### TESTO DI RIFERIMENTO
········

Le spezie e la cucina di popoli lontani

Integrazione culinaria o mode alimentari? 

Sulle nostre tavole si servono piatti della tradizione italiana, frutto di secoli di contaminazione con altre culture, usando prodotti amalgamati sapientemente da massaie e cuochi. Abbiamo integrato in cucina spezie che provengono da terre lontane e divenute nel tempo elementi fondamentali del mangiare italiano, come il pepe, il principe di molte ricette della nostra tradizione. Grazie a secolari scambi culturali e commerciali con il vecchio Oriente e il nuovo Occidente, abbiamo integrato altre spezie come vaniglia, coriandolo, chiodi di garofano e zenzero. Molte, oltre all’uso alimentare, spesso vengono adoperate per le loro proprietà curative, come per esempio la curcuma. Di quest’ultima, in particolare negli ultimi anni, molti ne apprezzano le proprietà antinfiammatorie, mediante l’uso di pastiglie o tisane, mentre in cucina è impiegata per togliere l’acidità dalla salsa di pomodoro.

········

### RIGHE FORNITE
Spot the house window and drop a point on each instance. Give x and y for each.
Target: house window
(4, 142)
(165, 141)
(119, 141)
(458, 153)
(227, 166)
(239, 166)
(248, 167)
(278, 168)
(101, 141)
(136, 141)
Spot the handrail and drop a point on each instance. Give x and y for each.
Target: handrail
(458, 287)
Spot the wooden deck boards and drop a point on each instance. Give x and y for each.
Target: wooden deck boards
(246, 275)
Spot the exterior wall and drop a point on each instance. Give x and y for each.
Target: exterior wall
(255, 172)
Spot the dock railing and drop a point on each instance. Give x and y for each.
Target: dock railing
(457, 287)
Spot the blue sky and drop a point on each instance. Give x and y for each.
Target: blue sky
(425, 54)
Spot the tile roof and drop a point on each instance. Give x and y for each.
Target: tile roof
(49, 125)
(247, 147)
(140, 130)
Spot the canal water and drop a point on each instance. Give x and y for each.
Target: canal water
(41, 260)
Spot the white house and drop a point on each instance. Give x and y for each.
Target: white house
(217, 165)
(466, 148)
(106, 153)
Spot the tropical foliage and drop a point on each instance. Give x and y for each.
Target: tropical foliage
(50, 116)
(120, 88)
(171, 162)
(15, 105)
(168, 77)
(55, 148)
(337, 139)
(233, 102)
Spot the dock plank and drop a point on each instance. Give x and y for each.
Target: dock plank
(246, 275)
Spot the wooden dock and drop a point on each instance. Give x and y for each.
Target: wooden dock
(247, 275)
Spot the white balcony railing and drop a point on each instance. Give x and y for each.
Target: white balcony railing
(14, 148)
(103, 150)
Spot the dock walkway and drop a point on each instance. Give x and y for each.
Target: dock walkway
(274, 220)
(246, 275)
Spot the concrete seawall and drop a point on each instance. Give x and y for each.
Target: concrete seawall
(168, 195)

········

### COMPITO DA SVOLGERE
Stabilisci se le affermazioni (a), (b) e (c) concordano con il testo sulle spezie, rispondendo sì o no a ciascuna e citando alla lettera le parole del testo che decidono la risposta. (a) La curcuma è indicata come spezia usata anche per le sue proprietà curative. (b) In cucina la curcuma serve ad aumentare l'acidità della salsa di pomodoro. (c) Lo zenzero è definito il principe di molte ricette della tradizione italiana. Le righe provengono da un'altra fonte.

### RISPOSTA AL COMPITO
(a) Sì: "Molte, oltre all’uso alimentare, spesso vengono adoperate per le loro proprietà curative, come per esempio la curcuma."
(b) No: "in cucina è impiegata per togliere l’acidità dalla salsa di pomodoro."
(c) No: "come il pepe, il principe di molte ricette della nostra tradizione."